Problem details:
Put the lines from the one containing "For every instance of the crowd" through the end into a JSON list of strings, one string per line and blank lines omitted.

Recorded information:

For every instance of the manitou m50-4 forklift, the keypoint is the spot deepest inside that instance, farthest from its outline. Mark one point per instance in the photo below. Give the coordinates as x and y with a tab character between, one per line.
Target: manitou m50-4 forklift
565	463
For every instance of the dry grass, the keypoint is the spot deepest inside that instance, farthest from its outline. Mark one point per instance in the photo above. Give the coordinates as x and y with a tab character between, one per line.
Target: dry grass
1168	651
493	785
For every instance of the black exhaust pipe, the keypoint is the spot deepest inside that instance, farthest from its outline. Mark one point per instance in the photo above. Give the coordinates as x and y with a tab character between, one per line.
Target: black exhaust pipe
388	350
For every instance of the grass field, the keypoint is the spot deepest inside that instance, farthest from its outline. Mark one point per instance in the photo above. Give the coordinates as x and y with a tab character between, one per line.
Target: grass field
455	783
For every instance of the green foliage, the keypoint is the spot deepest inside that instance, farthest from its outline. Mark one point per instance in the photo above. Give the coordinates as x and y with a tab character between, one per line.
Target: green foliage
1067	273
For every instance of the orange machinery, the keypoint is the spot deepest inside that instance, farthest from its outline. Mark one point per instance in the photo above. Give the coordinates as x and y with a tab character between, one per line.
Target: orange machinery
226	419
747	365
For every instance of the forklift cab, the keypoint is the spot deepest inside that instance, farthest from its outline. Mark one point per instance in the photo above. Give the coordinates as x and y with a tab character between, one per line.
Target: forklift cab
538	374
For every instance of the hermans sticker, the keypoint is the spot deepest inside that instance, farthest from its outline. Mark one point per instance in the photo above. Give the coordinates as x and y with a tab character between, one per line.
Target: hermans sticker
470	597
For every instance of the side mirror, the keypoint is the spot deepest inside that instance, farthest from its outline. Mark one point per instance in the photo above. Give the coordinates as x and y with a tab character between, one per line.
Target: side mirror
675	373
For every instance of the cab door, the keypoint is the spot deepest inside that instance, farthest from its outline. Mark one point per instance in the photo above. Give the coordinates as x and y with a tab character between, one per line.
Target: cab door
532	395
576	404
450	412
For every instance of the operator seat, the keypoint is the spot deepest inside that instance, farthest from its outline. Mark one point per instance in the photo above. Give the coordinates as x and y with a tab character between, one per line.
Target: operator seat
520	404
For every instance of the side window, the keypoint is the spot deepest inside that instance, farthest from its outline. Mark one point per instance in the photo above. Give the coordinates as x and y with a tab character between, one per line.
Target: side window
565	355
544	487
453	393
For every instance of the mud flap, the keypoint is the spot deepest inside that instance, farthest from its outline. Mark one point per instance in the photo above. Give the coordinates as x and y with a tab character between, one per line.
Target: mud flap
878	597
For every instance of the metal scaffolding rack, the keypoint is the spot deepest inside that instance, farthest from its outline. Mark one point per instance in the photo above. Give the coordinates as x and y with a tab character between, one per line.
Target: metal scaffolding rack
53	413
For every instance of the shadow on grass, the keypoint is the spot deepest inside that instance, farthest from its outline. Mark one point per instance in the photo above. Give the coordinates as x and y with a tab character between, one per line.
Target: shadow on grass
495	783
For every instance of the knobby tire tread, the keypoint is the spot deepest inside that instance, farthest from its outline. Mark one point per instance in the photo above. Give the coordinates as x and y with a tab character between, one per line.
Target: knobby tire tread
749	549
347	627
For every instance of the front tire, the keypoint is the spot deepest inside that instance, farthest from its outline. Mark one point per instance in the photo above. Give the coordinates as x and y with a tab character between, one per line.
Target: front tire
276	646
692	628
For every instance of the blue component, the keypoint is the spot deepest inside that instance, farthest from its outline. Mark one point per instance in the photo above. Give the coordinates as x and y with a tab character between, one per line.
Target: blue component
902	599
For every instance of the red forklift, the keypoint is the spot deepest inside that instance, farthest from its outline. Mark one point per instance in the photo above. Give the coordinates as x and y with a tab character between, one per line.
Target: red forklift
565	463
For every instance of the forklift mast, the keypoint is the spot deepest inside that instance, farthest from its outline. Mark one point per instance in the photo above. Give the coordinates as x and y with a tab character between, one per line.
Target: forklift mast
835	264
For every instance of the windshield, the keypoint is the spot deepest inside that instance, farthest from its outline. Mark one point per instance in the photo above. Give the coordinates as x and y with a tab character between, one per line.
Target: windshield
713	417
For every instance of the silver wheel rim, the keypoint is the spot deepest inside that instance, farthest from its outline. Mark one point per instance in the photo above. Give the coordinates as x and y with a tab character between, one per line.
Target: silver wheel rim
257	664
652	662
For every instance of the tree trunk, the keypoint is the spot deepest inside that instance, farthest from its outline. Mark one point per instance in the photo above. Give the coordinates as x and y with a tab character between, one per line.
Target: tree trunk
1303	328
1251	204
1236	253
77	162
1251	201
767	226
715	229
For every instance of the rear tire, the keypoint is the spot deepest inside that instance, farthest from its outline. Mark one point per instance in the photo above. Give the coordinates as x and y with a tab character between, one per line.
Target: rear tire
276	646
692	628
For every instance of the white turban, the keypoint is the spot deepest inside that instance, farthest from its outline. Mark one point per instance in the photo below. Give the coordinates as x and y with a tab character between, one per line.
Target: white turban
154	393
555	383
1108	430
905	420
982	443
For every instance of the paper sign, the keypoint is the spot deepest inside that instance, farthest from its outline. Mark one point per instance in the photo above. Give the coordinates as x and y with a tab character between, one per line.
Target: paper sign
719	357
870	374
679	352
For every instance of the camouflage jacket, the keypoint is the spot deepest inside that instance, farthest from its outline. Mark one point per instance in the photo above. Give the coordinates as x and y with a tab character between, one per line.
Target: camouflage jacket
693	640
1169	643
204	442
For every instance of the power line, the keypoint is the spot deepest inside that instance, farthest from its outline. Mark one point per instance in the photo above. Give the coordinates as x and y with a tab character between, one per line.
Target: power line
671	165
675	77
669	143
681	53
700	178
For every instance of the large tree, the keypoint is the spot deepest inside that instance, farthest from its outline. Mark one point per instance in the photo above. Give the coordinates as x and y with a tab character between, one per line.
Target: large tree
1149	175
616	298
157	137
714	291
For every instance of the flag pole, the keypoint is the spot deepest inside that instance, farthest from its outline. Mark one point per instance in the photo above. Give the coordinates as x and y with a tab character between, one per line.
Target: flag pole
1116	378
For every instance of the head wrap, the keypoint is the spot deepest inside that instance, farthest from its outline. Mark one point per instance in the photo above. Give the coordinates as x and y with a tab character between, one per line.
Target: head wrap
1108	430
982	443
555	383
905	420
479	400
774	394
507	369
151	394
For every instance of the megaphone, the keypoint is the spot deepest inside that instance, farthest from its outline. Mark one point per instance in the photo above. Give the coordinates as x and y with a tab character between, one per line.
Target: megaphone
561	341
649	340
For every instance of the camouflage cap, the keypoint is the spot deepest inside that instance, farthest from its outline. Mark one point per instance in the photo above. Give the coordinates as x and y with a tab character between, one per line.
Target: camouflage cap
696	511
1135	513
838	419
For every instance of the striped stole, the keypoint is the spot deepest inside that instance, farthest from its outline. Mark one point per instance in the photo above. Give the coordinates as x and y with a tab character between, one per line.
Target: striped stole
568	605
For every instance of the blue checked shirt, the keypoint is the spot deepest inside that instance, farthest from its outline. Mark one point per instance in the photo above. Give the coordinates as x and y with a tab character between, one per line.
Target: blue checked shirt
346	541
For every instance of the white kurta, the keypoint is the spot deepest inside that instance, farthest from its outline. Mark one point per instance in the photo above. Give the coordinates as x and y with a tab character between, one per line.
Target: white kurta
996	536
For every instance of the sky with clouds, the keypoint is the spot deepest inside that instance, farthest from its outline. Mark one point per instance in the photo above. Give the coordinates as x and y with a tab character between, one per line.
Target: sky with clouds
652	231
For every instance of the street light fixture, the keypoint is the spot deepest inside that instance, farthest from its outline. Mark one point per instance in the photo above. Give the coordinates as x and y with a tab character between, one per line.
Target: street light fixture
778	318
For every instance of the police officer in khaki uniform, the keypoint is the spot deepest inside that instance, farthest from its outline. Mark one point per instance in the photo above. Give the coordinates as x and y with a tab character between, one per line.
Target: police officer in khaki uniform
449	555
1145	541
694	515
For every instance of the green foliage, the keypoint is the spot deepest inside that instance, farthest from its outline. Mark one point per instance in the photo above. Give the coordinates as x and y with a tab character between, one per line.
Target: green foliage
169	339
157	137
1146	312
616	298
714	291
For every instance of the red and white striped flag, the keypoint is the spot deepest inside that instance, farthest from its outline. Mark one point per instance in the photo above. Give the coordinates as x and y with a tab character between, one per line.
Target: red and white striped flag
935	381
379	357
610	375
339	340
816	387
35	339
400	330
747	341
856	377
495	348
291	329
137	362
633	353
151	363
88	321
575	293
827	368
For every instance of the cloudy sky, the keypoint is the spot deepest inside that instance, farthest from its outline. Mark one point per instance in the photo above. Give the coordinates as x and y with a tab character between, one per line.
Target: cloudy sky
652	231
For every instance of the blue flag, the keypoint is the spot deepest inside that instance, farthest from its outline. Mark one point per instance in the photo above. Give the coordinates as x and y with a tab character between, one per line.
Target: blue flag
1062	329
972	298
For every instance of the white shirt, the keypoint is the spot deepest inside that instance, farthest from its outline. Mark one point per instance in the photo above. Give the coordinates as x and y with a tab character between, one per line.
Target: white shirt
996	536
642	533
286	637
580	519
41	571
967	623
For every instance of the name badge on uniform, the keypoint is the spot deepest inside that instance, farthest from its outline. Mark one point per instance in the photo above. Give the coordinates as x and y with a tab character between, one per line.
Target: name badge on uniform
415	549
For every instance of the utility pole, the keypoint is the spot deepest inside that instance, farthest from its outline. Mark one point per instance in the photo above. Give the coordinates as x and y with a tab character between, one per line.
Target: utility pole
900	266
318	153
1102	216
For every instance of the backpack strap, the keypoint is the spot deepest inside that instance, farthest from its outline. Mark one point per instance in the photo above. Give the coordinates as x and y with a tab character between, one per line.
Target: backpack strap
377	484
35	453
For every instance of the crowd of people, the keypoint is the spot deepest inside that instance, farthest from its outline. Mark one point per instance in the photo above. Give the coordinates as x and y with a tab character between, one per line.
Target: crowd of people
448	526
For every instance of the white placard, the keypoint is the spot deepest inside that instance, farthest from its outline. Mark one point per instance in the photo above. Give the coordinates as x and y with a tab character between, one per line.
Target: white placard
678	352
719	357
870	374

Response for this exercise:
[
  "For every instance of the crowd of people, the keypoint is the spot deepest inside that instance, farthest from its outline. Mark one point per instance in the photo above. Give the coordinates as x and y with a tab character between, one per line.",
  "Target: crowd of people",
  "448\t526",
  "For every instance of the white placard, the keypoint is the spot deepest inside that instance, farthest from its outline. Mark one point per instance in the photo above. Give the coordinates as x and y with a tab character between, one per line.",
  "Target: white placard",
  "678\t352",
  "719\t357",
  "870\t374"
]